-- start of Extract provided --

11 Dear friends, I urge you, as foreigners and exiles, to abstain from sinful desires, which wage war against your soul. 

Peter is telling his constituency that we believers WILL be at odds with the world, which is actively engaged in spiritual warfare against our souls. War is not waged between two parties that love each other. As a result I don’t believe I am out of bounds to read v6 of Psalm 31 as

6 I hate those  – and am hated by – who cling to worthless idols;

After all, we are exiles in a land that does not want us, living among enemies who are waging war with us.

Let’s stay with that visual of the Lord, the castle, with me outside the castle fighting desperately;  maybe not to win, but to just survive.

 as for me, I trust in the Lord.

7 I will be glad and rejoice in your love,
    for you saw my affliction
    and knew the anguish of my soul.

8 You have not given me into the hands of the enemy
    but have set my feet in a spacious place.

This is PRECISELY why our enemy hates us. In spite of us being surrounded by the enemy’s forces, in spite of the enemy’s stated purpose to destroy us, we “trust in the Lord” rather than capitulate to their demands. Referring to my previous picture of a Medieval castle with the Lord of the Castle coming to my rescue –  even though I am in distress because of my being sucked in by the enemy’s wiles, I am still flying the banner of my Lord. I choose to trust and I choose to rejoice because in the midst of the battle surrounding me, I KNOW the Lord of the castle sees my predicament and will not abandon me, and will deliver me from the hands of the enemy.

Be Merciful

9 Be merciful to me, Lord, for I am in distress;
    my eyes grow weak with sorrow,
    my soul and body with grief.

10 My life is consumed by anguish
    and my years by groaning;
my strength fails because of my affliction,
    and my bones grow weak.

-- end of Extract provided --

# Instructions to follow:
Answer these questions about the commentary on Psalm 31:
(a) In the verse quoted at the start, what does the writer urge readers to abstain from?
(b) What kind of building does the writer use as a picture of the Lord?
(c) According to verse 8, where have the speaker's feet been set?
The material isn't needed.

-- start of Source excerpt --

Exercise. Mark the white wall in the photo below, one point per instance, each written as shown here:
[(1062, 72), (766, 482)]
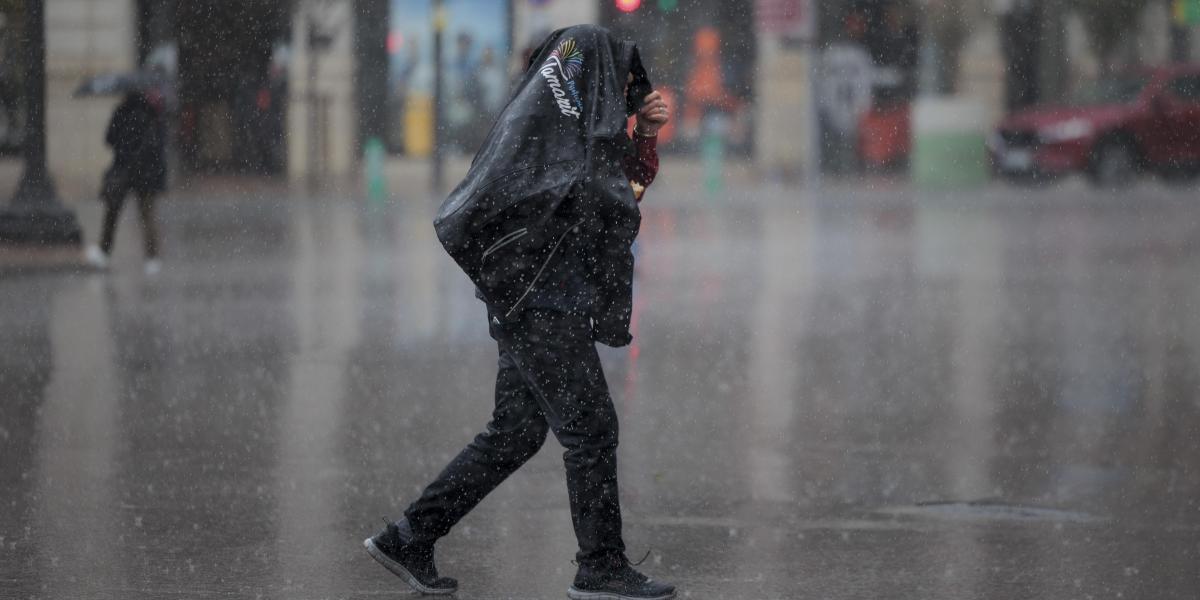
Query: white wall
[(83, 37)]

-- end of Source excerpt --

# Full answer:
(a) Sinful desires, which wage war against the soul.
(b) A Medieval castle.
(c) In a spacious place.